(Supplied text begins)

Dimbleby Cancer Care today officially launches cancercaremap.org, after research* finds a significant lack of awareness across the UK of the thousands of support and advice services available following a cancer diagnosis.
New research revealed that over half (51%) of those in Britain were unaware of emotional support services, such as talking therapy or support groups, despite studies finding mental ill health can affect up to 49% of people with cancer.1 Just under three quarters also lacked awareness of the financial or practical support available.
In addition, the findings highlighted that:
- Men are significantly less likely to be aware of the support and advice services available than women. For example, 43% of women were aware of health and wellbeing services, such as complementary therapies, available following a cancer diagnosis compared to 36% of men
- Cancer support and advice services are most likely to be sought by family members with 20% of all those surveyed doing so on a family member’s behalf, compared to only 7% doing so for themselves
- Over a quarter (28%) of those surveyed online would turn to the internet first in search for support.
Cancer Care Map is now being launched ahead of World Cancer Day (Monday 4th February), to address this information gap, and provide the UK’s only comprehensive directory of cancer-related services for those living with cancer, their friends and family, carers and clinicians.

(Supplied text ends)
(Source information begins)

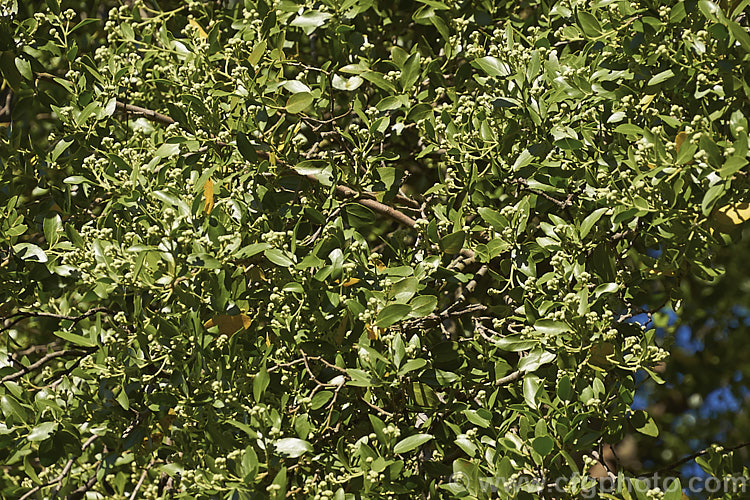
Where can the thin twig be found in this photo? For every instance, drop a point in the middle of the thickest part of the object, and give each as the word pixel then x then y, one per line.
pixel 21 315
pixel 59 479
pixel 693 456
pixel 138 485
pixel 44 360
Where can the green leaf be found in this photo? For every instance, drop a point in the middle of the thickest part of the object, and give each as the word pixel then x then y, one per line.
pixel 311 20
pixel 453 243
pixel 644 423
pixel 292 447
pixel 260 382
pixel 29 252
pixel 543 445
pixel 391 314
pixel 492 66
pixel 42 431
pixel 674 491
pixel 75 338
pixel 403 290
pixel 422 306
pixel 52 226
pixel 710 198
pixel 245 148
pixel 589 23
pixel 535 359
pixel 257 53
pixel 591 220
pixel 12 408
pixel 167 150
pixel 568 143
pixel 349 84
pixel 60 148
pixel 738 32
pixel 411 442
pixel 298 102
pixel 664 75
pixel 531 385
pixel 278 257
pixel 410 72
pixel 24 68
pixel 551 327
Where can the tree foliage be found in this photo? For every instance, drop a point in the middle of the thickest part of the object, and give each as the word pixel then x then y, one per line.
pixel 352 248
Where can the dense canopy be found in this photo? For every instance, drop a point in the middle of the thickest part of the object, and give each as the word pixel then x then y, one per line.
pixel 355 248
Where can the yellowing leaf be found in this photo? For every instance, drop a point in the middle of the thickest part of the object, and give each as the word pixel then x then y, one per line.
pixel 679 140
pixel 229 324
pixel 201 32
pixel 729 217
pixel 208 194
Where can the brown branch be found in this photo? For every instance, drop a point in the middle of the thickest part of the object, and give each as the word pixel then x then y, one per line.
pixel 146 113
pixel 81 492
pixel 374 205
pixel 512 377
pixel 137 487
pixel 43 361
pixel 693 456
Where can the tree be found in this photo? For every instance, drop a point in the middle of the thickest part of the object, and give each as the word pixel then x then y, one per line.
pixel 353 249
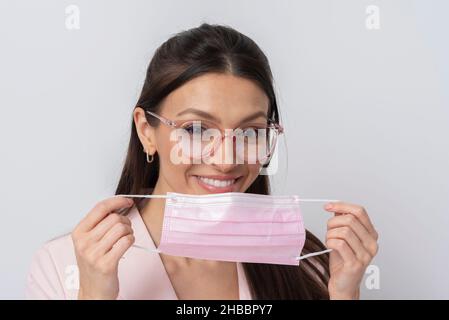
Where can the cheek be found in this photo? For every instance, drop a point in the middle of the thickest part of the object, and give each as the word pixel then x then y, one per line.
pixel 252 174
pixel 170 170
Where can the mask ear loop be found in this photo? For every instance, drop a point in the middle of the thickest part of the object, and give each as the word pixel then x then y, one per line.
pixel 309 255
pixel 159 196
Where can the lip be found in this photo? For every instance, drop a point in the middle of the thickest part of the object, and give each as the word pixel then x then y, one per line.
pixel 212 189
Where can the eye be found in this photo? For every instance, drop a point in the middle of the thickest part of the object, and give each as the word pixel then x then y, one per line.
pixel 195 128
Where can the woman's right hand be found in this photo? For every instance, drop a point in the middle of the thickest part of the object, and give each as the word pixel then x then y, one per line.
pixel 100 240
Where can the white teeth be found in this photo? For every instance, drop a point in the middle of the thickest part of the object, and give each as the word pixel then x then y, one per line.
pixel 217 183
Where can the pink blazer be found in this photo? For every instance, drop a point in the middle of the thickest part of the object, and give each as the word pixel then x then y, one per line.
pixel 54 274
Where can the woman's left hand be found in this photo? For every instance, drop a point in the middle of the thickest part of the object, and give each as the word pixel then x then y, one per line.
pixel 353 239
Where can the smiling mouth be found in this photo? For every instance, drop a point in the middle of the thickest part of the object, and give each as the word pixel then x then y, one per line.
pixel 218 184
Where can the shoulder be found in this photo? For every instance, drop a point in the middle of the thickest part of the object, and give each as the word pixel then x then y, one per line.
pixel 53 270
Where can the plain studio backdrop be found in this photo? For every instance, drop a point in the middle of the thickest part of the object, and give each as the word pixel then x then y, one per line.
pixel 363 94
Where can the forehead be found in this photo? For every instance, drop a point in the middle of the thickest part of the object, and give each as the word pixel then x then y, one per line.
pixel 227 97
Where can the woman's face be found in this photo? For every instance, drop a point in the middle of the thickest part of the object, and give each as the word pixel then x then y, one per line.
pixel 225 100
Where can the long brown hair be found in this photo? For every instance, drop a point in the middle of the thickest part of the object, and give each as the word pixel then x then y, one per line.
pixel 189 54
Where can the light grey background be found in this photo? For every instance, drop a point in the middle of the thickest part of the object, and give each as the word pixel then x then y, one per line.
pixel 365 111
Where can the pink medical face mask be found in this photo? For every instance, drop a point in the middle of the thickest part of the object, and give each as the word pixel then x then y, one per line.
pixel 233 226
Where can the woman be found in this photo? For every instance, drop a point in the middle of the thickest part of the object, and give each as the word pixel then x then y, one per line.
pixel 220 77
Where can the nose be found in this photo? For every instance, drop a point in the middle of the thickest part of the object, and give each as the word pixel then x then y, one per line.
pixel 224 156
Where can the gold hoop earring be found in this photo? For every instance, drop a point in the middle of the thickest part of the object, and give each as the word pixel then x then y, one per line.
pixel 148 159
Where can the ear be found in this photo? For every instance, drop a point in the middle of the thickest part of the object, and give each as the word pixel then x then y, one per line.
pixel 145 132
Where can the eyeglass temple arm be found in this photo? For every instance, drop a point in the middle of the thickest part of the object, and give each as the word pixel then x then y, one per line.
pixel 161 118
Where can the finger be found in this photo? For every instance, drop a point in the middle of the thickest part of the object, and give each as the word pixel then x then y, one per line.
pixel 106 224
pixel 342 248
pixel 112 236
pixel 356 210
pixel 119 248
pixel 346 234
pixel 349 220
pixel 101 210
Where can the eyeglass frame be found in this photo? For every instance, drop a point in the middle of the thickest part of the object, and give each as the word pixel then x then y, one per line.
pixel 174 124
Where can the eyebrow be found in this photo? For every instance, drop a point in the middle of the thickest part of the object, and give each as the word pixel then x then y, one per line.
pixel 207 115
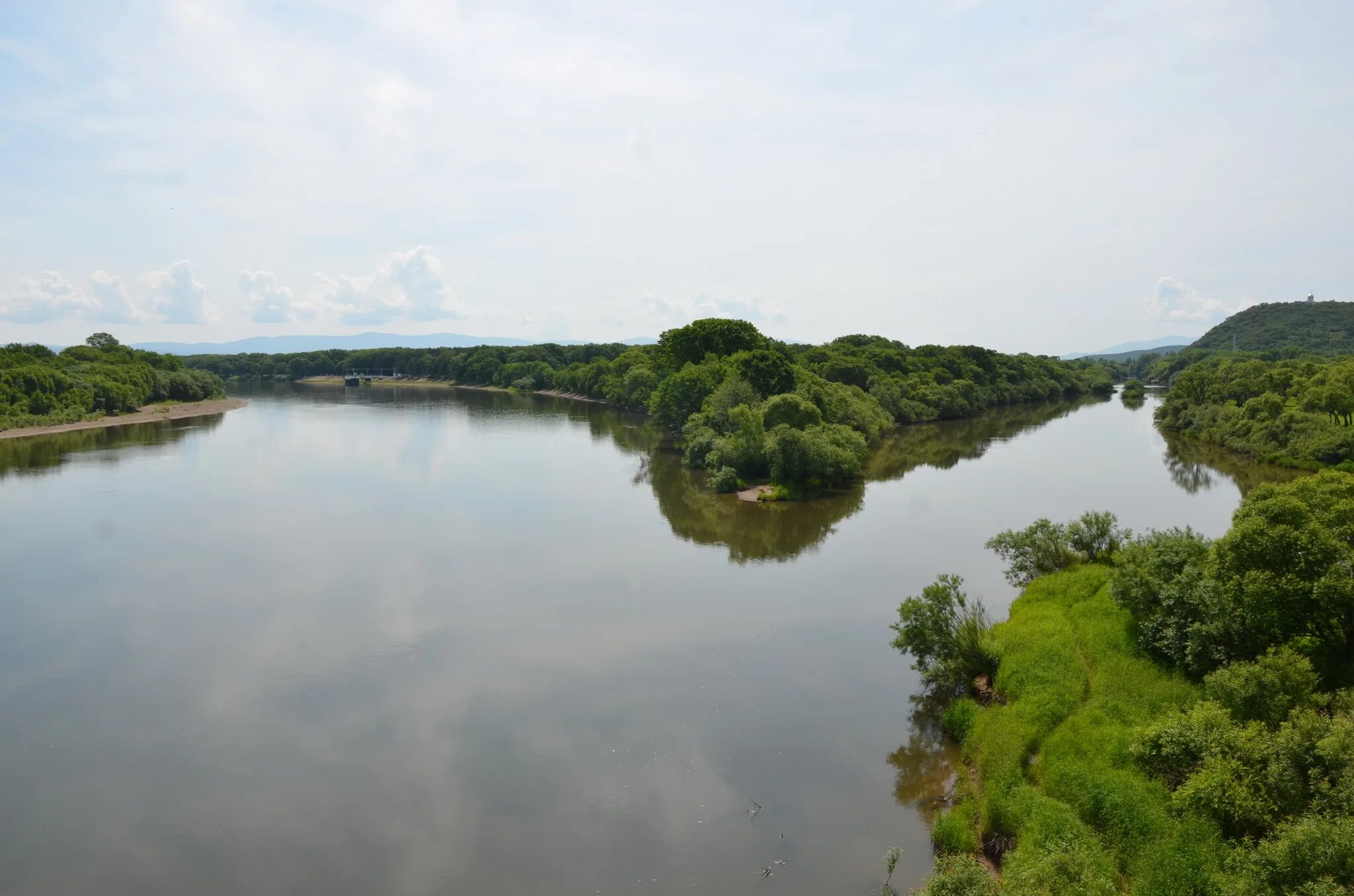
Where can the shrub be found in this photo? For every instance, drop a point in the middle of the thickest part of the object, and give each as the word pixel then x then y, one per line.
pixel 948 636
pixel 1174 746
pixel 959 876
pixel 952 833
pixel 1095 535
pixel 816 457
pixel 959 716
pixel 1036 550
pixel 725 480
pixel 1263 691
pixel 793 410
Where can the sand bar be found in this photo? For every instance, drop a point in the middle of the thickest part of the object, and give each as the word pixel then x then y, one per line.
pixel 148 414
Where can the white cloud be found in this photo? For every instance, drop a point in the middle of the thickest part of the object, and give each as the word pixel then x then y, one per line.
pixel 408 286
pixel 168 297
pixel 270 302
pixel 110 297
pixel 683 312
pixel 45 298
pixel 1173 301
pixel 177 297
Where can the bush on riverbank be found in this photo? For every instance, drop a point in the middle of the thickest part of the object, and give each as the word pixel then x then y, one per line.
pixel 1298 412
pixel 40 387
pixel 1098 768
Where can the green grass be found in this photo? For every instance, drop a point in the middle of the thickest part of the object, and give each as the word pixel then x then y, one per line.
pixel 1053 766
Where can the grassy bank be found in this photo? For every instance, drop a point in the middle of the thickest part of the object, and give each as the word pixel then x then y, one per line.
pixel 1181 722
pixel 1050 774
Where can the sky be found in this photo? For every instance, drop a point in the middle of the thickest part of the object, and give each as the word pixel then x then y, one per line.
pixel 1028 176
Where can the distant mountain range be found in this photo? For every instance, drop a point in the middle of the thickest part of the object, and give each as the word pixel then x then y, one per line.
pixel 279 344
pixel 1173 343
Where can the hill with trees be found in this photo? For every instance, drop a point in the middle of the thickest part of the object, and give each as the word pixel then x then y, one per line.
pixel 1322 328
pixel 40 387
pixel 1294 412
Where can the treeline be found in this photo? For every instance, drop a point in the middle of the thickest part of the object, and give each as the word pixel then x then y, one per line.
pixel 1292 412
pixel 41 387
pixel 1160 715
pixel 749 408
pixel 1322 328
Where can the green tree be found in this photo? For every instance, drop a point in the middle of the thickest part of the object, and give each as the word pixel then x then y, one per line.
pixel 102 342
pixel 768 371
pixel 683 394
pixel 1095 535
pixel 1036 550
pixel 948 636
pixel 793 410
pixel 707 336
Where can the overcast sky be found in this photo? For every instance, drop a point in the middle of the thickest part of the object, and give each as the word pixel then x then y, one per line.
pixel 1028 176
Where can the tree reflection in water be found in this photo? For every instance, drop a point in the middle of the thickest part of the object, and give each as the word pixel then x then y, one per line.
pixel 781 531
pixel 924 768
pixel 36 454
pixel 1195 466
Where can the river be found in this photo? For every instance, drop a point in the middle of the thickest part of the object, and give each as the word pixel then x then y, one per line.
pixel 431 640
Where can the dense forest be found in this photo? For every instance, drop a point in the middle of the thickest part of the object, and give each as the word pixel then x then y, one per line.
pixel 749 409
pixel 1322 328
pixel 1294 412
pixel 1158 715
pixel 41 387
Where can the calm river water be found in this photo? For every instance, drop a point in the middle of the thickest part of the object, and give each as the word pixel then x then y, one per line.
pixel 431 640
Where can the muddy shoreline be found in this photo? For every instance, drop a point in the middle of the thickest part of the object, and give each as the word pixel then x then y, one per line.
pixel 148 414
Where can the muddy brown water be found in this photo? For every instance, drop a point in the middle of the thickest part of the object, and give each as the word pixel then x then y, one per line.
pixel 415 640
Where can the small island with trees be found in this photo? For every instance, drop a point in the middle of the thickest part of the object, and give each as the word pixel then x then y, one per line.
pixel 746 408
pixel 99 383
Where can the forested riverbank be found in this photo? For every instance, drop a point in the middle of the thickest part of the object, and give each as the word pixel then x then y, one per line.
pixel 1293 412
pixel 1162 715
pixel 102 378
pixel 748 408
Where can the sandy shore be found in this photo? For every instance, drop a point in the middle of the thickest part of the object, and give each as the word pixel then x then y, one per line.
pixel 148 414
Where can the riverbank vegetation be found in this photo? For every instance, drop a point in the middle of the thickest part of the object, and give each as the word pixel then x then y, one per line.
pixel 1318 328
pixel 40 387
pixel 1298 412
pixel 1174 718
pixel 748 408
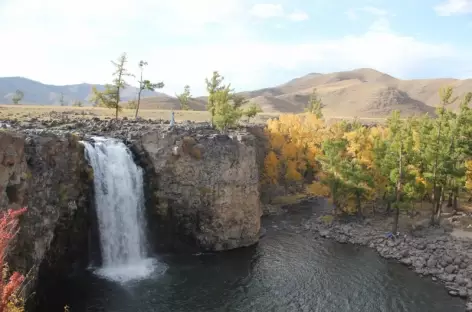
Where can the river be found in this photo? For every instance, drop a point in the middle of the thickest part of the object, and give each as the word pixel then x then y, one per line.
pixel 289 270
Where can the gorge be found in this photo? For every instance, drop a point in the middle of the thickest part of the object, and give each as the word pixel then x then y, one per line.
pixel 200 195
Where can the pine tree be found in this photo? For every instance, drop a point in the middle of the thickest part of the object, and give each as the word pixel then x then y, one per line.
pixel 214 85
pixel 315 105
pixel 145 85
pixel 184 98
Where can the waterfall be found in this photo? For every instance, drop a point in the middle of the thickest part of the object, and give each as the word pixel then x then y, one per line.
pixel 119 203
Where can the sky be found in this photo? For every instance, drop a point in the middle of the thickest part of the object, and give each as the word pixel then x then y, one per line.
pixel 253 44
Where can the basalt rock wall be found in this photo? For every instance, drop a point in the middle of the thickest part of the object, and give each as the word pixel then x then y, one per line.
pixel 48 175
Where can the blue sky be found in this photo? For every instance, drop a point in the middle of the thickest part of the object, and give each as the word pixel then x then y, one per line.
pixel 252 43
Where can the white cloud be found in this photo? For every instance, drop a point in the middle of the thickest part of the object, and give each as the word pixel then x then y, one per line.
pixel 452 7
pixel 298 16
pixel 351 14
pixel 64 48
pixel 267 10
pixel 374 11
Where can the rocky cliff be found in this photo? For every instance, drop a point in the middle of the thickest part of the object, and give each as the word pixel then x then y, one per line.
pixel 202 192
pixel 204 185
pixel 48 175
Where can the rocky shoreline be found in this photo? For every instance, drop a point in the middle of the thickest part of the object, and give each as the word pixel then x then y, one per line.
pixel 431 252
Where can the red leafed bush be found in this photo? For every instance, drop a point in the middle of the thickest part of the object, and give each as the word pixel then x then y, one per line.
pixel 8 286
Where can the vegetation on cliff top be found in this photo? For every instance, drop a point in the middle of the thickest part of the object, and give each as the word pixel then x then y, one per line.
pixel 224 105
pixel 397 164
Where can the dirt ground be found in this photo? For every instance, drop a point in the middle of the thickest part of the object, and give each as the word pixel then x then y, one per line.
pixel 44 112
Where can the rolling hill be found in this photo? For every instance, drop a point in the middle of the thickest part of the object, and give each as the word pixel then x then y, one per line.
pixel 42 94
pixel 361 92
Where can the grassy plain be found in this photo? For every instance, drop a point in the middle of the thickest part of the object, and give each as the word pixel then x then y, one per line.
pixel 20 112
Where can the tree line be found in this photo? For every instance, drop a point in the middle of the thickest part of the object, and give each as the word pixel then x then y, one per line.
pixel 225 106
pixel 398 164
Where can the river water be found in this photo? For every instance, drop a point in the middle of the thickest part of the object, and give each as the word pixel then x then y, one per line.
pixel 289 270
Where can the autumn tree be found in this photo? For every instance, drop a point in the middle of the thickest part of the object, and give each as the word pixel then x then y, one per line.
pixel 437 152
pixel 333 163
pixel 145 85
pixel 17 97
pixel 184 98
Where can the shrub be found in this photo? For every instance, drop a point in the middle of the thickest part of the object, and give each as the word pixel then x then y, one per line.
pixel 10 284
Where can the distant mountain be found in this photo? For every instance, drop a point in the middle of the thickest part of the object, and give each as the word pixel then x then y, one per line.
pixel 38 93
pixel 362 92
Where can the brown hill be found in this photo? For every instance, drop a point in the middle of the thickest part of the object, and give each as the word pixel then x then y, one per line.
pixel 361 92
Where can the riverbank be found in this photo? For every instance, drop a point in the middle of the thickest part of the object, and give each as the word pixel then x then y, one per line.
pixel 430 252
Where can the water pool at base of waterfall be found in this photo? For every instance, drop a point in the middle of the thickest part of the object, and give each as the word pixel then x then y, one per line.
pixel 286 271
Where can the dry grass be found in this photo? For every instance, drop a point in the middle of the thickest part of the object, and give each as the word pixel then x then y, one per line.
pixel 21 112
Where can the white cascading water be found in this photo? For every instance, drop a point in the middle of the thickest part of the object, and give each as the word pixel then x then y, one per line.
pixel 119 202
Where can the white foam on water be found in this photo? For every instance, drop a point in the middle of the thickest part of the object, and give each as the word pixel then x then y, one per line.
pixel 119 203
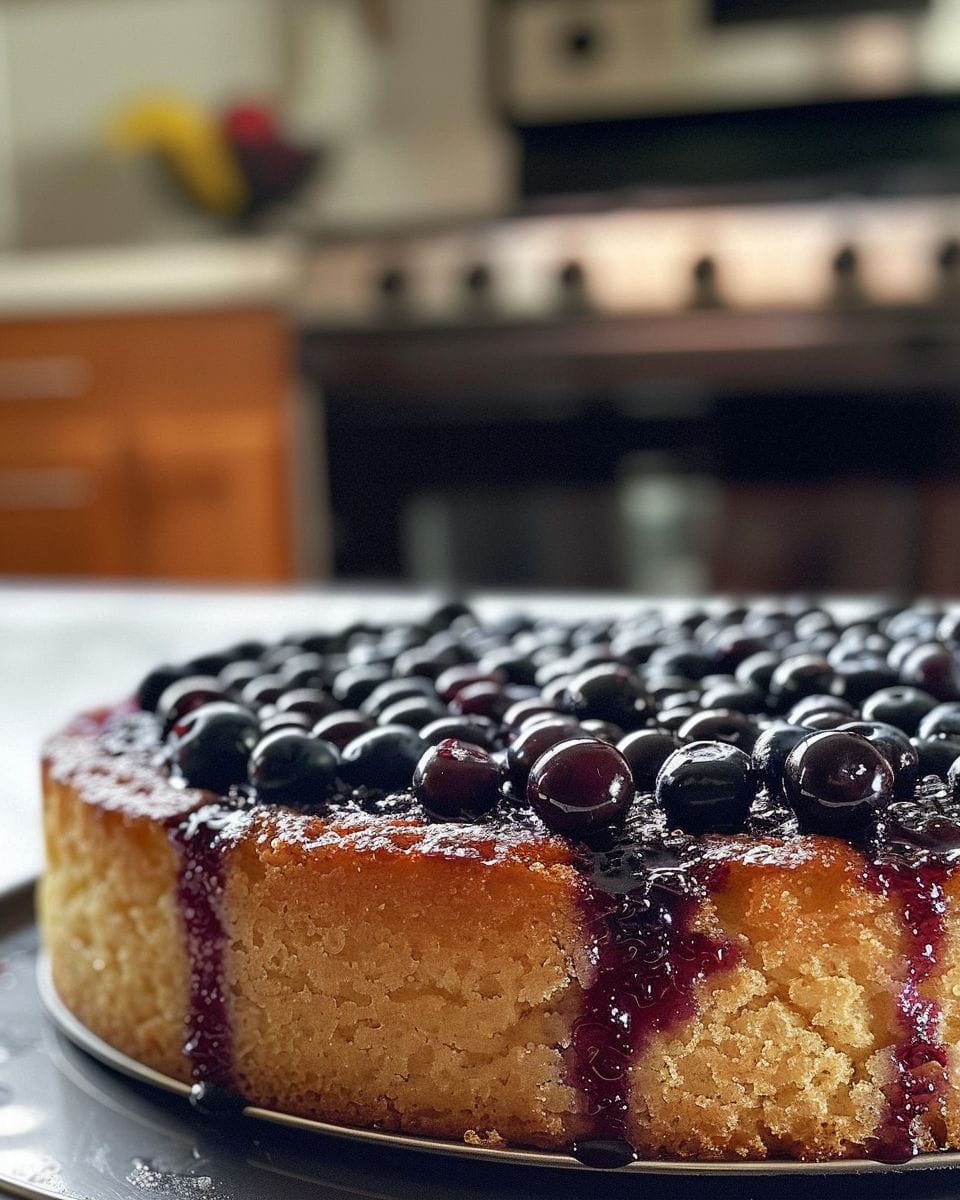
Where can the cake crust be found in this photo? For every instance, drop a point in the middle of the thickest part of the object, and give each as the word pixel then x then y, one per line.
pixel 732 996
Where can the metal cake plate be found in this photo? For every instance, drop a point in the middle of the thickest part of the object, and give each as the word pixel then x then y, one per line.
pixel 79 1120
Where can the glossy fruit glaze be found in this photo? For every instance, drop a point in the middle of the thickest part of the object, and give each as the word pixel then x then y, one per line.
pixel 751 772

(Source information ends)

## Things to do:
1. Answer these questions using the Cancer Care Map announcement.
(a) What share of people in Britain were unaware of emotional support services?
(b) What percentage of those surveyed online would turn to the internet first for support?
(c) On what day and date does World Cancer Day fall?
2. Continue the Cancer Care Map announcement from its last sentence.

## Results for each task:
1.
(a) Over half (51%)
(b) 28%
(c) Monday 4th February

2.
The pilot site for Cancer Care Map opened in February 2018 and has been developed over the past year with the input of current and former cancer patients, carers and clinical staff. Growing week by week the site features everything from NHS centers, charity and community led groups to local businesses offering special discounts.
Jonathan Dimbleby chair of Dimbleby Cancer Care and creator of the map, explains, “These results illustrate a shocking truth - that vital cancer care and support services are available, yet remain hidden to those who need them. By 2020, one in two people in the UK will have had a cancer diagnosis in their lifetime.2 That’s 27.6 million people who may not know where to find cancer support groups in their local area.”